■ Text extract ■
────────────────────────────────────────

Stacks Image 7

The building above is mentioned by Pevsner in the first edition as 14 - 18 St Mary’s Street and described as “with a pedimented Georgian doorway, but it is a house of c.1500 and has three oriel windows with original sills. They illustrate the Slaughter of the Philistines by Samson, Samson and Delila, a man (Hercules?) wrestling with two dragons, three shields supported by putti, and mermaids." James Bettley, in his Third Edition revision adds to those last few words as follows "… three shields supported by putti, a bust of the Virgin Mary and mermaids." He goes on to state "Evidence at the rear of an external first-floor gallery, suggesting that it was originally a hostelry connected with the priory opposite." There is no mention here of a gildhall but it is not unknown for hostelries by a church to have been one.

However, someone locally thinks it was a Guildhall as evidenced by the plaque on the building to the right of the Georgian doorway, seen below - but note that this implies a craft guild and not a religious or parish gild. It could, of course, have had associations with both.

────────────────────────────────────────

■ What you should do ■
Reproduce the passage about the house at 14–18 St Mary's Street word for word, from its first line to its last.

────────────────────────────────────────

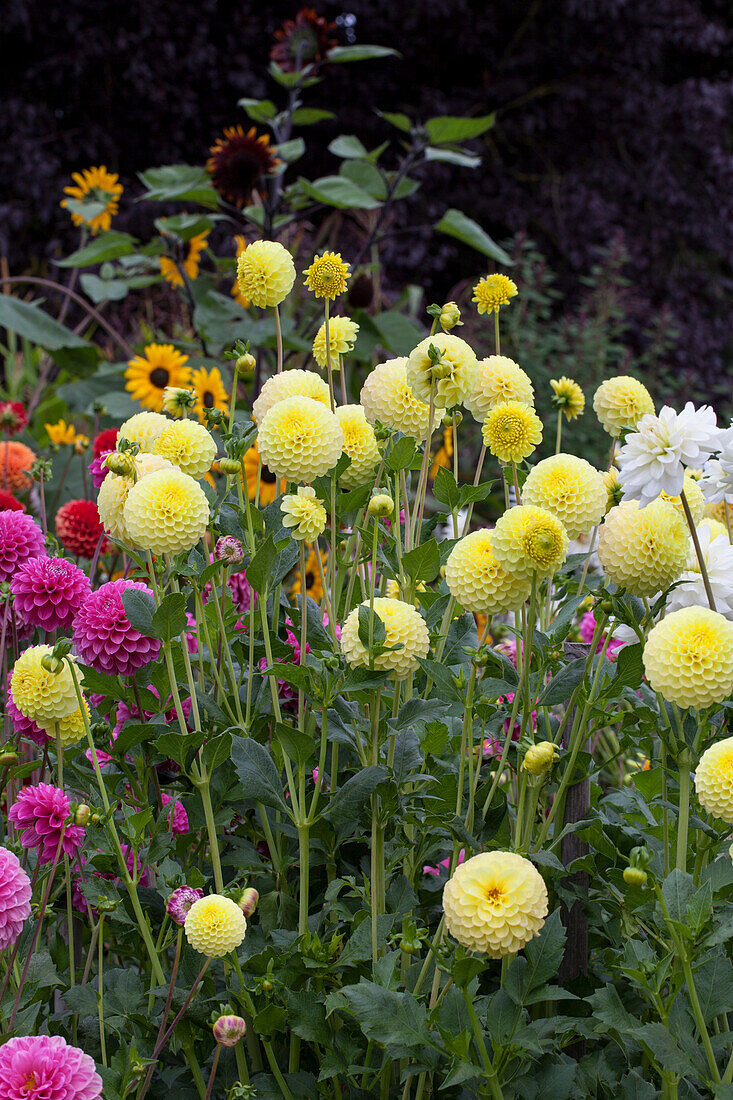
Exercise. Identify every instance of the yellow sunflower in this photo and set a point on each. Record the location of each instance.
(210, 393)
(267, 480)
(149, 374)
(236, 289)
(170, 268)
(97, 191)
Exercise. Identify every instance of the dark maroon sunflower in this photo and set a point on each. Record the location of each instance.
(239, 163)
(303, 41)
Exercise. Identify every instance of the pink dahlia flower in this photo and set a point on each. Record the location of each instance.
(14, 898)
(104, 636)
(20, 539)
(45, 1067)
(39, 813)
(48, 592)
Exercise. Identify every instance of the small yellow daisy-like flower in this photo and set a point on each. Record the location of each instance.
(210, 392)
(148, 375)
(215, 925)
(527, 539)
(304, 514)
(451, 380)
(95, 187)
(341, 337)
(643, 550)
(41, 695)
(166, 512)
(688, 657)
(620, 404)
(713, 780)
(404, 626)
(261, 475)
(499, 380)
(170, 268)
(493, 292)
(480, 583)
(569, 487)
(512, 431)
(495, 903)
(387, 396)
(327, 275)
(294, 383)
(265, 273)
(568, 396)
(360, 444)
(188, 446)
(62, 432)
(301, 439)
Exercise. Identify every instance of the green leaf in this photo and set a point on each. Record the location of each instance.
(458, 224)
(448, 128)
(110, 245)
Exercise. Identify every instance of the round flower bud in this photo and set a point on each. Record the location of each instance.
(215, 925)
(479, 582)
(494, 903)
(229, 1030)
(643, 550)
(403, 624)
(299, 439)
(688, 657)
(569, 487)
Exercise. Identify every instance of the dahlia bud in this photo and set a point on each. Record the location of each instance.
(181, 901)
(450, 316)
(229, 1030)
(249, 900)
(538, 758)
(381, 505)
(229, 549)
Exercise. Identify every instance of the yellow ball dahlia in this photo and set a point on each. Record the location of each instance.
(688, 657)
(451, 378)
(188, 446)
(360, 444)
(528, 540)
(387, 396)
(299, 439)
(143, 429)
(620, 404)
(569, 487)
(479, 582)
(41, 695)
(499, 380)
(293, 383)
(341, 338)
(265, 273)
(166, 512)
(215, 925)
(643, 550)
(713, 780)
(512, 430)
(495, 903)
(403, 625)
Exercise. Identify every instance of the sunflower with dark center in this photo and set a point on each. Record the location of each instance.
(148, 375)
(239, 163)
(303, 41)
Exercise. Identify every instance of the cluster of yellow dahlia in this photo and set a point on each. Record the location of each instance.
(479, 582)
(643, 550)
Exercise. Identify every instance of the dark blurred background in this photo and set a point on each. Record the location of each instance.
(613, 131)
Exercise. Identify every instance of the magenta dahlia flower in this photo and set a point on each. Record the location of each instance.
(20, 539)
(39, 813)
(14, 898)
(45, 1067)
(104, 636)
(48, 592)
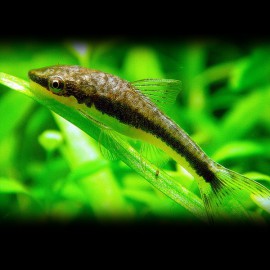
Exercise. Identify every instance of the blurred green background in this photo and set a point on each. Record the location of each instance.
(50, 170)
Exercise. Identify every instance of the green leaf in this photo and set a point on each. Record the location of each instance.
(11, 186)
(141, 63)
(238, 149)
(254, 71)
(130, 156)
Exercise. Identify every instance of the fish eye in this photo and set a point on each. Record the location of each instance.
(56, 84)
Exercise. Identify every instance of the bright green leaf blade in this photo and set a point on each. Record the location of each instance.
(126, 153)
(11, 186)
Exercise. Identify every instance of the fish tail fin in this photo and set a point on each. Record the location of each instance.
(234, 197)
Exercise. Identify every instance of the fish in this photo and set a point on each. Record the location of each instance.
(136, 110)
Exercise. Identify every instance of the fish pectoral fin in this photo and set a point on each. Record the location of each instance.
(106, 144)
(162, 92)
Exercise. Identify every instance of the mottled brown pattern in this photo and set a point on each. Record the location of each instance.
(118, 98)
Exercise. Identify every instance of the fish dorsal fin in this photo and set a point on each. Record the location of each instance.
(162, 92)
(107, 136)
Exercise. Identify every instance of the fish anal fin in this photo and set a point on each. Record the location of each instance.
(106, 144)
(154, 154)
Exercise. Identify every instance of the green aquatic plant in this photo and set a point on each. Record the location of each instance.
(77, 181)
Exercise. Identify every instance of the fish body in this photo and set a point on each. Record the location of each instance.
(123, 107)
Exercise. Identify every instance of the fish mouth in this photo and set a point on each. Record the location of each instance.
(32, 74)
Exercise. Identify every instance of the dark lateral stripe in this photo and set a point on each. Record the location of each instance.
(124, 114)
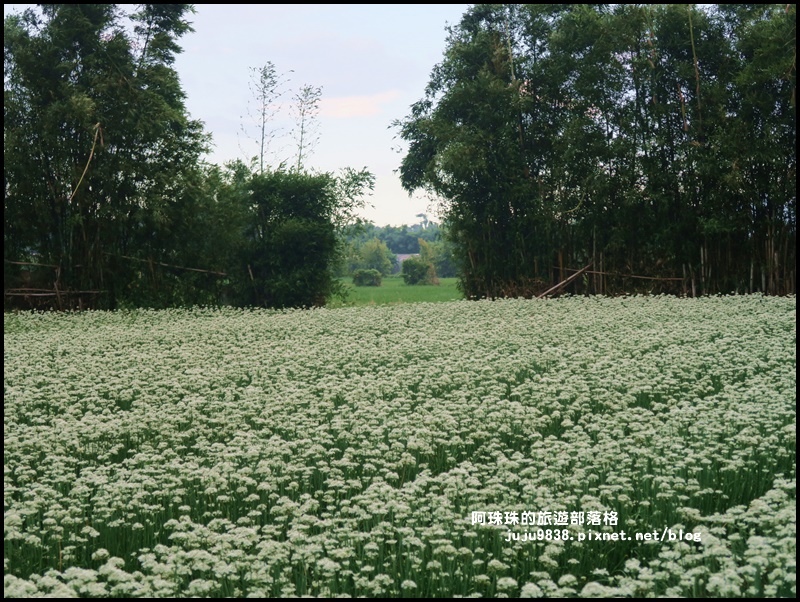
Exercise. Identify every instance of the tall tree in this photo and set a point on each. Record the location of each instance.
(98, 144)
(266, 87)
(306, 131)
(654, 141)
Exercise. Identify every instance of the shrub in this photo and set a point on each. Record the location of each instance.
(367, 278)
(419, 271)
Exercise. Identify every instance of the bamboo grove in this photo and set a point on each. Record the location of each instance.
(654, 143)
(107, 201)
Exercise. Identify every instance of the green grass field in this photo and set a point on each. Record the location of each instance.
(393, 290)
(583, 446)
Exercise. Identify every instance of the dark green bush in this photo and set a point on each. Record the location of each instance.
(367, 277)
(418, 271)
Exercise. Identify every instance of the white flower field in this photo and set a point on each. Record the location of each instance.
(582, 446)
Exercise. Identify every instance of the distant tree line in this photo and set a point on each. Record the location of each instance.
(654, 143)
(367, 246)
(107, 203)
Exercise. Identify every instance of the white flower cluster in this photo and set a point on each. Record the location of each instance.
(342, 452)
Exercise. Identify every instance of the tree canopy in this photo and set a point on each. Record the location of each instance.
(107, 201)
(649, 140)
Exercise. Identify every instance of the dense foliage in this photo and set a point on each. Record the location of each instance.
(107, 203)
(237, 453)
(367, 277)
(417, 270)
(650, 140)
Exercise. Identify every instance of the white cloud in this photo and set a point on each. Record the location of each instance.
(345, 107)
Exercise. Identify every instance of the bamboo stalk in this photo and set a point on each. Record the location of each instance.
(564, 282)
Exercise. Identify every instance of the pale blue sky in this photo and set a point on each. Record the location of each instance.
(372, 62)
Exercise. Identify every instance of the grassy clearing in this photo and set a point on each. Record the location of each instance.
(393, 291)
(368, 451)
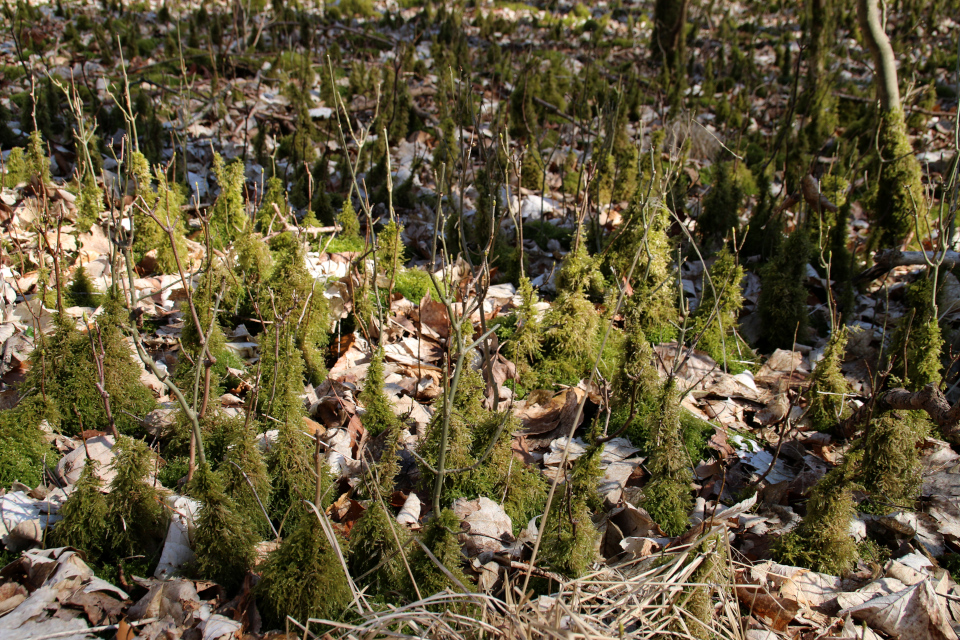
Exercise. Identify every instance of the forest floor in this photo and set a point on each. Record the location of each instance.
(267, 269)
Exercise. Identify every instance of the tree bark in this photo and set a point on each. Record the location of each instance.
(884, 62)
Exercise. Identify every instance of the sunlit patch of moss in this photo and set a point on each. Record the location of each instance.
(81, 292)
(223, 541)
(900, 194)
(135, 520)
(84, 516)
(783, 298)
(61, 371)
(667, 496)
(164, 202)
(827, 385)
(228, 216)
(297, 293)
(243, 466)
(440, 536)
(917, 342)
(373, 539)
(23, 447)
(378, 416)
(891, 467)
(715, 318)
(569, 544)
(823, 542)
(303, 578)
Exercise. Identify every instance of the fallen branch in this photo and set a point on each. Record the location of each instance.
(887, 259)
(930, 399)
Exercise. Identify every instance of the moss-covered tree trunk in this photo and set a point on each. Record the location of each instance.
(899, 190)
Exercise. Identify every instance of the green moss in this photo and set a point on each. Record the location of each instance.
(62, 373)
(783, 298)
(223, 541)
(295, 292)
(900, 194)
(525, 346)
(440, 536)
(243, 456)
(826, 406)
(378, 416)
(135, 521)
(373, 539)
(228, 217)
(276, 194)
(891, 467)
(23, 447)
(917, 342)
(715, 319)
(721, 205)
(164, 202)
(81, 292)
(413, 284)
(570, 539)
(303, 578)
(667, 496)
(823, 542)
(84, 516)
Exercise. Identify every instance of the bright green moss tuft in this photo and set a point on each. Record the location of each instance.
(783, 298)
(826, 403)
(667, 496)
(303, 578)
(823, 542)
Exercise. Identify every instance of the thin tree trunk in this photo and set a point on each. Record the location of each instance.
(884, 62)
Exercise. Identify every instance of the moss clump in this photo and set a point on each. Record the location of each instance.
(23, 447)
(900, 193)
(826, 403)
(61, 372)
(245, 457)
(84, 516)
(716, 315)
(373, 539)
(917, 341)
(823, 542)
(267, 216)
(667, 496)
(349, 223)
(440, 536)
(570, 339)
(295, 293)
(81, 292)
(228, 217)
(721, 205)
(303, 578)
(379, 416)
(654, 298)
(224, 541)
(413, 284)
(136, 521)
(891, 467)
(525, 345)
(783, 299)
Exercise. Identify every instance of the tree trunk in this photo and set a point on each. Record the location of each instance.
(885, 65)
(669, 20)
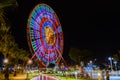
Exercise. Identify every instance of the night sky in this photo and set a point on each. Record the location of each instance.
(86, 25)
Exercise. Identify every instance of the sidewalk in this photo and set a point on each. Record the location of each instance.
(17, 77)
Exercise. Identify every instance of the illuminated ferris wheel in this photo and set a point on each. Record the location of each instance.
(45, 36)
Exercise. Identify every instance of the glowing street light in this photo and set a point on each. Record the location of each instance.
(115, 62)
(5, 60)
(29, 62)
(110, 59)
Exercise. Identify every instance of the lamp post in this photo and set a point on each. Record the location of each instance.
(5, 61)
(110, 59)
(115, 62)
(29, 63)
(76, 73)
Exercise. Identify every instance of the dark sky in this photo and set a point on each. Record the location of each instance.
(87, 25)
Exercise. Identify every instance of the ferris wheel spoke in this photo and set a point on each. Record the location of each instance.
(35, 21)
(45, 34)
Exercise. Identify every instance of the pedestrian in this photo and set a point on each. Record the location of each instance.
(107, 75)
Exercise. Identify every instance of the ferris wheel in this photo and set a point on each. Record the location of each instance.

────────────────────────────────────────

■ Response below ■
Stacks Image 7

The building above is mentioned by Pevsner in the first edition as 14 - 18 St Mary’s Street and described as “with a pedimented Georgian doorway, but it is a house of c.1500 and has three oriel windows with original sills. They illustrate the Slaughter of the Philistines by Samson, Samson and Delila, a man (Hercules?) wrestling with two dragons, three shields supported by putti, and mermaids." James Bettley, in his Third Edition revision adds to those last few words as follows "… three shields supported by putti, a bust of the Virgin Mary and mermaids." He goes on to state "Evidence at the rear of an external first-floor gallery, suggesting that it was originally a hostelry connected with the priory opposite." There is no mention here of a gildhall but it is not unknown for hostelries by a church to have been one.

However, someone locally thinks it was a Guildhall as evidenced by the plaque on the building to the right of the Georgian doorway, seen below - but note that this implies a craft guild and not a religious or parish gild. It could, of course, have had associations with both.